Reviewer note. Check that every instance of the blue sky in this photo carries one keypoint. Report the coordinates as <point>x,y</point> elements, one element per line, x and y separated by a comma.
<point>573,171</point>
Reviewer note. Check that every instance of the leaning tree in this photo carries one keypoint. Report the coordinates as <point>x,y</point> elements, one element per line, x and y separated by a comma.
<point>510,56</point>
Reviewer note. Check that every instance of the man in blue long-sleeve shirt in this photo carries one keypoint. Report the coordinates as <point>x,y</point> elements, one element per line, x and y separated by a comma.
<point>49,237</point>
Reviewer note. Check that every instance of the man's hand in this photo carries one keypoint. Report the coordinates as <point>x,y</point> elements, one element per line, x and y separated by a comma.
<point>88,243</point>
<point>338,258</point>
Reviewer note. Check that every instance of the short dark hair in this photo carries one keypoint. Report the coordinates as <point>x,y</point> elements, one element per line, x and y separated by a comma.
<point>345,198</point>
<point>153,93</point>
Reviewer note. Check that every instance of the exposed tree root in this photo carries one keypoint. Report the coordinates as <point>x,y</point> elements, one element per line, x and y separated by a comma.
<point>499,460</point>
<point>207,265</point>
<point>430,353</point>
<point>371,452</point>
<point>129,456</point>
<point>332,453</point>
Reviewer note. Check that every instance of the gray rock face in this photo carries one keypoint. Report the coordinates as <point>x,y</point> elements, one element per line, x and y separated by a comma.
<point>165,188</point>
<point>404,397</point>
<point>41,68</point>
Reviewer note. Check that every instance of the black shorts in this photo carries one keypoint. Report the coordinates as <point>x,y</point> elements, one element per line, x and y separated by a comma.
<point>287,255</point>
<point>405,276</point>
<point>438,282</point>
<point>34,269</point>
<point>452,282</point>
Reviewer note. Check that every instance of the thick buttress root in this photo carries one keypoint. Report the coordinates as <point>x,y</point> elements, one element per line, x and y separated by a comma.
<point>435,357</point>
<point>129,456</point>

Problem requirements
Repeat the listing. Keep each line precisely as shown.

Reply
Reviewer note. Check that every instance of the blue sky in this photo carries one keypoint. Report the coordinates as <point>x,y</point> elements, one element per line, x and y separated by a comma.
<point>573,171</point>
Reviewer note. Check that every instance of the leaning tree in this photo carries one keypoint. Report the coordinates as <point>x,y</point> elements, one element per line, x and y separated by a comma.
<point>510,56</point>
Reviewer note. Check that every instance of the man in blue long-sleeve shirt in this photo carries one keypoint. Report the coordinates as <point>x,y</point> elements, one element per line, x and y separated by a comma.
<point>49,237</point>
Reviewer note. Check that every instance of the man's hand in this photo carries one keypoint. Report the coordinates as <point>x,y</point> elements, one element per line, x and y separated by a comma.
<point>88,243</point>
<point>338,258</point>
Reviewer note. Check that every instance of the short dark hair in this photo carries one keypoint. Report the coordinates as <point>x,y</point> elements, one element per line, x and y separated by a comma.
<point>345,198</point>
<point>153,93</point>
Reviewer note. Check that every instance of the exposed tree root in this photo carries one keypoint. Report the coordinates as <point>x,y</point> elements, one element per line, x and y separated by a comma.
<point>499,460</point>
<point>207,265</point>
<point>430,353</point>
<point>371,452</point>
<point>129,456</point>
<point>332,453</point>
Reviewer note. Check that every instance of the gray rock face in this photo carries one keypoint. Report the coordinates as <point>x,y</point> elements, one element per line, x and y separated by a comma.
<point>165,188</point>
<point>404,397</point>
<point>41,68</point>
Reviewer note. Check that every instance of the black shorts in this photo carries one keypoint. Report the coordinates as <point>x,y</point> elements, one element per line, x and y separated by a comma.
<point>287,255</point>
<point>405,276</point>
<point>438,282</point>
<point>34,269</point>
<point>452,282</point>
Reviewer note. Check that every instance of the thick buttress root in this photo carries one keypoint. Report the coordinates as <point>x,y</point> elements, one element per line, x and y separated by a comma.
<point>435,357</point>
<point>129,456</point>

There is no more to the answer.